> **Short exercise a**:
Reproduce the portion of the algae thread starting at "## Gradek87 (Jun" and ending at "(Jan 25, 2004)", with no changes to the wording.

> **Text excerpt**:
— START —
# Help with algae



## Gradek87 (Jun 18, 2004)

My tank seems to have 2 kinds of algae, the first kind is like spots on plant leaves that don't come off easily. THe second is a thick coat of algae that is on some gravel, chain sword and my anubias. This algae will siphon off easily, but it always seems to come back. I have a 29 gallon tank with 3 small fish, plants, DIY CO2 (although I don't think it is working that well), 60 watts of light, weekly 20% water changes, and virtually no supplements except Floursih Root tabs once every couple of months. How do I get rid of the algae (and I do plan to get otto's, but they won't be enough)?


----------



## Sir_BlackhOle (Jan 25, 2004)

I was battling the same problem in a ten gallon tank with flourite. I recently converted it to a 20L. I used the old flourite but covered it with sand this time. It hasnt been nearly as bad since. I dont know what it is about the flourite, but I couldnt keep the algae off it.
— END —
> **Short exercise b**:
List every line in the rows that contains the string "motorcycle", copying each such line in full.

> **Data for this task**:
— START —
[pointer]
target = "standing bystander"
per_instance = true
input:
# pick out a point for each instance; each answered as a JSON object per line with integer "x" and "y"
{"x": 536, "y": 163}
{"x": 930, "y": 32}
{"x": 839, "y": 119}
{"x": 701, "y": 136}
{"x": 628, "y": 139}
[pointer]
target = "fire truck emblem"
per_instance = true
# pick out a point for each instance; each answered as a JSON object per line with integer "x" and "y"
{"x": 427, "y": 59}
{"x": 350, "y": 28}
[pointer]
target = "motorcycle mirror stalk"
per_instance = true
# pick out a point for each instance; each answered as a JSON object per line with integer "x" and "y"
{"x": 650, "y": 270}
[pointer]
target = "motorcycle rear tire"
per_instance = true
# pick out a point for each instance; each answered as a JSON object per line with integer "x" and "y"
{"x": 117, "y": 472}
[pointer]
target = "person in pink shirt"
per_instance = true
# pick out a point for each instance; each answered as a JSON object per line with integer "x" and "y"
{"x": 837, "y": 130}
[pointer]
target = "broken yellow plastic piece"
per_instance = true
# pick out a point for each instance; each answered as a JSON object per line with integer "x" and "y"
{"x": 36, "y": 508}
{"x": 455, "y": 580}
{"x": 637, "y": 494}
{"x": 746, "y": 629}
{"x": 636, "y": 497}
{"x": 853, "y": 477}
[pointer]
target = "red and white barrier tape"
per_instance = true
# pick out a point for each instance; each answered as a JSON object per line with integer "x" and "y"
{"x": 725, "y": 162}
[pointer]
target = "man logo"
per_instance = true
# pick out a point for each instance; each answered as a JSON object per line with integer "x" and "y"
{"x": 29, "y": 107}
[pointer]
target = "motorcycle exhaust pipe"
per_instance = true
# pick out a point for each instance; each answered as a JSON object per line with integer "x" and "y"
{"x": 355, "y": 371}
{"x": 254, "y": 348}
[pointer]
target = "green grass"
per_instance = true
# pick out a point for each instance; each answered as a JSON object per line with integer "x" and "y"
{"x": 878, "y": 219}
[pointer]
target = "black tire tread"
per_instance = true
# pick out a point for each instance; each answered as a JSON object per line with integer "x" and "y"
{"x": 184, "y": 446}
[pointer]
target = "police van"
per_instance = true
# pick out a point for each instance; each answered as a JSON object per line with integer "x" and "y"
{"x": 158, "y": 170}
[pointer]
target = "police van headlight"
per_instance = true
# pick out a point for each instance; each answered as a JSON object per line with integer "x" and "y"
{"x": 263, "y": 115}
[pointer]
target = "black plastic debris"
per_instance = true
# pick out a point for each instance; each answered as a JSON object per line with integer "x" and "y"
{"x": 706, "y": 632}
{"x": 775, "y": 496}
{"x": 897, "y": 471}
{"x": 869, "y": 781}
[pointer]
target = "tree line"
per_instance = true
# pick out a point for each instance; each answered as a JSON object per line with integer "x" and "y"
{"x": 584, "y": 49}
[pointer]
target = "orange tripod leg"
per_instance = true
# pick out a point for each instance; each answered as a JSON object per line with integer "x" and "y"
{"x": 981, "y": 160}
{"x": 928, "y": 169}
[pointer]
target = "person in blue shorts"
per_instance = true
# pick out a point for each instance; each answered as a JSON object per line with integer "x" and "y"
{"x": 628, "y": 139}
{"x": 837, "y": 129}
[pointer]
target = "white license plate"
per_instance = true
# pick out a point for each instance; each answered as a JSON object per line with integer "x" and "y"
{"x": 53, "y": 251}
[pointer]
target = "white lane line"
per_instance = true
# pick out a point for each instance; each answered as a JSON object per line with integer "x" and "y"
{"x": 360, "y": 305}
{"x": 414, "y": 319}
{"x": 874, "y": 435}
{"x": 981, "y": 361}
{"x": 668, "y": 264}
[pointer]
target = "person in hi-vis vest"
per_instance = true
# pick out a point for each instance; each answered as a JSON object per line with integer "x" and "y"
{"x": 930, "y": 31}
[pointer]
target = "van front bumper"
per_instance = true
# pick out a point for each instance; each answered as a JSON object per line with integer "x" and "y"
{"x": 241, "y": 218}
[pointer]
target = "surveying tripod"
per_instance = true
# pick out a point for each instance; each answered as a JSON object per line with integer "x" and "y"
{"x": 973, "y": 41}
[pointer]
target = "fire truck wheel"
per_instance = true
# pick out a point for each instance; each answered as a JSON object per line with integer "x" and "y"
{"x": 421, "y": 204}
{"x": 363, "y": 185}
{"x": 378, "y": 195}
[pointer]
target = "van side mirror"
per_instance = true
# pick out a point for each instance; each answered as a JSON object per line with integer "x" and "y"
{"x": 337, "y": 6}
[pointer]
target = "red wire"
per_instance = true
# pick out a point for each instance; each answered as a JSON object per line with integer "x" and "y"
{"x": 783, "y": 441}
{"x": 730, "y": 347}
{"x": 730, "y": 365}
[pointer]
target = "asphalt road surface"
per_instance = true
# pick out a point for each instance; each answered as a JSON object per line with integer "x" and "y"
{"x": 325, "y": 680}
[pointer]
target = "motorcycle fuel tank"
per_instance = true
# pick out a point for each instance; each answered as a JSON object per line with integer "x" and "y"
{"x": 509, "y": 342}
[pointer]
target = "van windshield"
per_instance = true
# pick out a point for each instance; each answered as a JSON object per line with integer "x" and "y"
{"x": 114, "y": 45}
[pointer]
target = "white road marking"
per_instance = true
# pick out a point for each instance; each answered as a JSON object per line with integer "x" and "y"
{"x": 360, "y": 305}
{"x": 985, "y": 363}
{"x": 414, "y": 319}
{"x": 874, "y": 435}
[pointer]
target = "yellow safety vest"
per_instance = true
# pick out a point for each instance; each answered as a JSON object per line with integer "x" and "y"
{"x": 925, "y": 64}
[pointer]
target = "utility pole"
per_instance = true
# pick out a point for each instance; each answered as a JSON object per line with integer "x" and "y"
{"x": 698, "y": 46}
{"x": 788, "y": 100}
— END —
> **Correct response a**:
## Gradek87 (Jun 18, 2004)

My tank seems to have 2 kinds of algae, the first kind is like spots on plant leaves that don't come off easily. THe second is a thick coat of algae that is on some gravel, chain sword and my anubias. This algae will siphon off easily, but it always seems to come back. I have a 29 gallon tank with 3 small fish, plants, DIY CO2 (although I don't think it is working that well), 60 watts of light, weekly 20% water changes, and virtually no supplements except Floursih Root tabs once every couple of months. How do I get rid of the algae (and I do plan to get otto's, but they won't be enough)?


----------



## Sir_BlackhOle (Jan 25, 2004)

> **Correct response b**:
target = "motorcycle mirror stalk"
target = "motorcycle rear tire"
target = "motorcycle exhaust pipe"
target = "motorcycle fuel tank"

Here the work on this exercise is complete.